## Page:
■ ■ ■

American attention has drifted somewhat from the war to domestic concerns, which makes it easy to overlook that what’s unfolding in Ukraine is one of the deadlier conflicts of the past 200 years. That it is a “mere” proxy war, rather than a clash between two great powers, also tends to obscure its scale. But the rate at which soldiers are dying is already significantly higher than in the typical war of the modern era — and both sides are digging in, meaning it will steadily climb the list of conflicts that have caused the most overall fatalities.
The Ukrainian war may seem minor next to the two world wars of the 20th century, which killed tens of millions of soldiers and civilians. But those are extreme outliers that skew our understanding of international conflict. The Correlates of War Project, an academic enterprise with data extending back to 1816, offers a more comprehensive picture. The project defines war as sustained combat between organized armed forces of different states that results in at least 1,000 battlefield deaths in a 12-month period. The average war, according to the project, has killed about 50 soldiers per day and lasted about 100 days.
The top 25 percent of wars, in terms of intensity, witness just over 200 battlefield deaths per day, according to the project’s data. The Russia-Ukraine war already passes that threshold, even using conservative estimates of fatalities.
In late May, British intelligence officials estimated that the Russians had lost 15,000 soldiers, which equated to slightly more than 150 a day (Ukraine said the Russian figure was double that; undisputed figures are hard to come by). Ukraine’s government, meanwhile, admits to losing 200 soldiers a day. Ukrainian military losses alone push the war into the top quartile of intensity. (This metric of war intensity does not take into account civilian deaths, but these have clearly been above average in Ukraine as well, given Russia’s indiscriminate shelling of cities.)
The Russia-Ukraine war has already surpassed the length of the average war since 1816 (again, 100 days). And far from showing signs of winding down, every indication points to drawn-out hostilities. Russia, for its part, appears willing to suffer heavy losses to make military gains (an approach consistent with that nation’s history of warfighting). And while Ukraine is overmatched in troops and materiel, factors that might ordinarily shorten a war, it is receiving a continual supply of weapons and ammunition from outside powers (mostly NATO). This combination of factors has bred a war of attrition characterized by sustained long-range bombardment and intermittent high-intensity offensives. Wars of attrition tend to be long wars.
Whatever its goals at the start, Russia is now consolidating its hold on land in the south and east of the country. Yet Ukraine has declared that it wants to fully expel Russia from those areas. Dislodging an army that has seized territory is a difficult task that can impose significant costs on the counterattacking side. To be clear, this is not a call for Ukraine to moderate its aims; Ukraine’s goals are for it to decide. Nor is this an argument to offer Russian President Vladimir Putin an “off-ramp” that he may not accept in any case. But it is a warning for everyone watching the war to brace for a protracted, sanguinary conflict.
The top 25 percent of wars, the Correlates of War Project shows, last 13 months or more. Military experts increasingly predict that this war is on course to last that long. And given that both sides have already been involved in low-intensity conflict since 2015 in eastern Ukraine, it is not hard to see it reaching the three-year mark, which only 10 percent of wars have achieved.

■ ■ ■

## Entries shown:
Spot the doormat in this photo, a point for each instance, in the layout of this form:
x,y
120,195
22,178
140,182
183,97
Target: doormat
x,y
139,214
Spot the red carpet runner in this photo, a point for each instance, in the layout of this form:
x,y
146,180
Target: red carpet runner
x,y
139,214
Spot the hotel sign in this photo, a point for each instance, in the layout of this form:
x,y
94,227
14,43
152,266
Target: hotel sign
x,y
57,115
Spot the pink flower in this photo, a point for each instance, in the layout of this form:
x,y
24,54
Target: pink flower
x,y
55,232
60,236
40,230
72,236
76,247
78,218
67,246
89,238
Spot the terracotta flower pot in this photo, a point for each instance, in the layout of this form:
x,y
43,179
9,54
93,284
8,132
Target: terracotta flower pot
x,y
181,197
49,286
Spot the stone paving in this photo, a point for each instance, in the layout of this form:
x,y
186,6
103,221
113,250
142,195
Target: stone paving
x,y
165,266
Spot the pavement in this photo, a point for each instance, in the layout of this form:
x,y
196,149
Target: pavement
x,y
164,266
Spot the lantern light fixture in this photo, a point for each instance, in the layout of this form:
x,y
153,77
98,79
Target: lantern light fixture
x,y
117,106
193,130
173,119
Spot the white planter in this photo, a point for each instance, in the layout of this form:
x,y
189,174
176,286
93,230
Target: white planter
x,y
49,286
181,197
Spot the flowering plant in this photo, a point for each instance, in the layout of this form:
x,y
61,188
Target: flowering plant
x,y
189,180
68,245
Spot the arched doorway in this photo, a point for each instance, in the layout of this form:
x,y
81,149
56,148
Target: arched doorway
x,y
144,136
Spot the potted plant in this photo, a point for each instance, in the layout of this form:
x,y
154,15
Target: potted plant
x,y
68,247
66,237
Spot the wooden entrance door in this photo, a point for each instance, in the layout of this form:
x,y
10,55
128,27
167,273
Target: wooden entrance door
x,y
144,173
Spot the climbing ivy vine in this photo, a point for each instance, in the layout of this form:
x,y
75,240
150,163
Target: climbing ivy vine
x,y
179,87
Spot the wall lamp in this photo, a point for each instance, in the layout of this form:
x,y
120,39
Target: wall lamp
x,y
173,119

■ ■ ■

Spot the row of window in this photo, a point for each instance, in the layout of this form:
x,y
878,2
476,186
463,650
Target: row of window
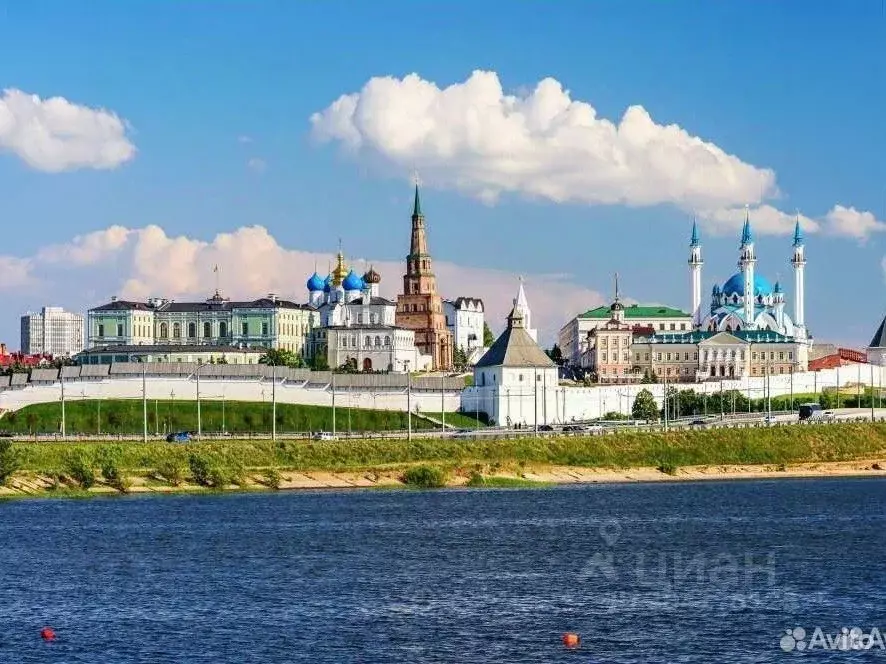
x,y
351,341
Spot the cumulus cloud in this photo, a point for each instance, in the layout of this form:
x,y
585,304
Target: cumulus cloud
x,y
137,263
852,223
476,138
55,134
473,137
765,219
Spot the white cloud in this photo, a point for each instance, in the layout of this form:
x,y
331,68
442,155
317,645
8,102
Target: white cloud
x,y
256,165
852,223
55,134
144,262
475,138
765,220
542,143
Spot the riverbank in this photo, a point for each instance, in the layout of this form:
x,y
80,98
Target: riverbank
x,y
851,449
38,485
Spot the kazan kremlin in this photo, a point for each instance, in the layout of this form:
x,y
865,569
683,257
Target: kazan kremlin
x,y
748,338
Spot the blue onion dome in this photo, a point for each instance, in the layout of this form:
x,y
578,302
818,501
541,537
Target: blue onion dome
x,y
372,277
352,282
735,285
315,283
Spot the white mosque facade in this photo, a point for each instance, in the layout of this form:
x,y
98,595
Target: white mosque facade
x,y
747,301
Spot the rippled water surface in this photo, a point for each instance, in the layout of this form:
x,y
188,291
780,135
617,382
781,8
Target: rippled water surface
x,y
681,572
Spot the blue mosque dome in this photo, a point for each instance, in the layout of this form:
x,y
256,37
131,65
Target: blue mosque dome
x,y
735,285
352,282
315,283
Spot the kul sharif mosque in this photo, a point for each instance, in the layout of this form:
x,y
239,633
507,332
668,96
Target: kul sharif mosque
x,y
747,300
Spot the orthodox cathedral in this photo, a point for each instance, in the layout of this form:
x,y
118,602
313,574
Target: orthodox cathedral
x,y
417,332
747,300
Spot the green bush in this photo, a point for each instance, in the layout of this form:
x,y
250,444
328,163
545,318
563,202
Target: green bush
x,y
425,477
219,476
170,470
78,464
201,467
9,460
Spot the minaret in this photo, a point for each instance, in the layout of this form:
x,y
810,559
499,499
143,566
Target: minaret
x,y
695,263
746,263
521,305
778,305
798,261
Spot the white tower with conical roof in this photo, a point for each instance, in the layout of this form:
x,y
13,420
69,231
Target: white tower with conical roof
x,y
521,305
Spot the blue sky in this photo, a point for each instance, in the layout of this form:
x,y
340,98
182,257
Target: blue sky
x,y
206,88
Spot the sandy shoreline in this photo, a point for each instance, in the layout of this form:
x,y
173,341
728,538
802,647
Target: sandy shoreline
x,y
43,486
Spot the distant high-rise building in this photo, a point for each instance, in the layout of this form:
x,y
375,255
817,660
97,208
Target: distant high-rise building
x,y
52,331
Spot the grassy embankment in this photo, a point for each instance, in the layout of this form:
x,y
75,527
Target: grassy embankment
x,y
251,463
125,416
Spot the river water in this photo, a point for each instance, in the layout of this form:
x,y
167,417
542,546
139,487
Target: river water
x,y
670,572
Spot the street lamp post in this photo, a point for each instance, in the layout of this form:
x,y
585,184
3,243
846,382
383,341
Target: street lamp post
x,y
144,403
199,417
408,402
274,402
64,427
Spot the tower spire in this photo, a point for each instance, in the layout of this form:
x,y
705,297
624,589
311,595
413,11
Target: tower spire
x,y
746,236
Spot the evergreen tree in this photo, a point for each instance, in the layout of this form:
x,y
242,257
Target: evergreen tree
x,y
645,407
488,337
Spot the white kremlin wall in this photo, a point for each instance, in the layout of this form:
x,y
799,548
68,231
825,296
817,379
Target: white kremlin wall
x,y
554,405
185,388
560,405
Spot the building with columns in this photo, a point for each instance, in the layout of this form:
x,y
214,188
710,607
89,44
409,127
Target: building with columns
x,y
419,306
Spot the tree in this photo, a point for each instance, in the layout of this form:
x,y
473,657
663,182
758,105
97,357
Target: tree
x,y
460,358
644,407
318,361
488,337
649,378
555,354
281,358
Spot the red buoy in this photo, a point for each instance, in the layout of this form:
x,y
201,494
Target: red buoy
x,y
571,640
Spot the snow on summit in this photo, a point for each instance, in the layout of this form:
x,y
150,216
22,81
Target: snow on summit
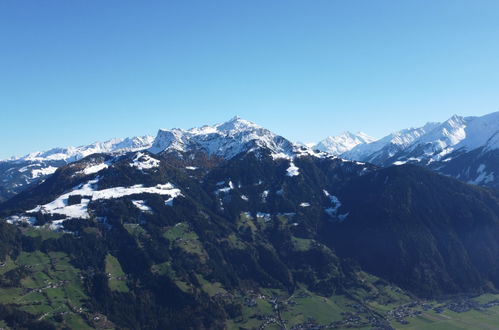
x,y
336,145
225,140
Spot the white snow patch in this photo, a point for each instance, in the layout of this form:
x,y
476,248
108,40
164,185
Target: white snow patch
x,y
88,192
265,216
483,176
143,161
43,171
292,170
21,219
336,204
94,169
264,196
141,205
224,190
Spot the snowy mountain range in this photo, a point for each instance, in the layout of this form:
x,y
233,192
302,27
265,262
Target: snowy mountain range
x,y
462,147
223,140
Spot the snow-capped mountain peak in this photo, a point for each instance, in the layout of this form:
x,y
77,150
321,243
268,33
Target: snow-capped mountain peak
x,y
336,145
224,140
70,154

■ ■ ■

## Problems to solve:
#1 Answer the following questions using the article on the Russia-Ukraine war.
(a) According to the Correlates of War Project, about how many days has the average war lasted?
(b) How many soldiers a day does Ukraine's government admit to losing?
(c) What percentage of wars have reached the three-year mark?
#2 Pull out every line of the listing that contains the string "kazan". Case counts.

## Answers for this exercise:
#1
(a) About 100 days.
(b) 200 soldiers a day.
(c) 10 percent.

#2
Spot the kazan kremlin in this photo, a point for each instance, in the layout of this form:
Target: kazan kremlin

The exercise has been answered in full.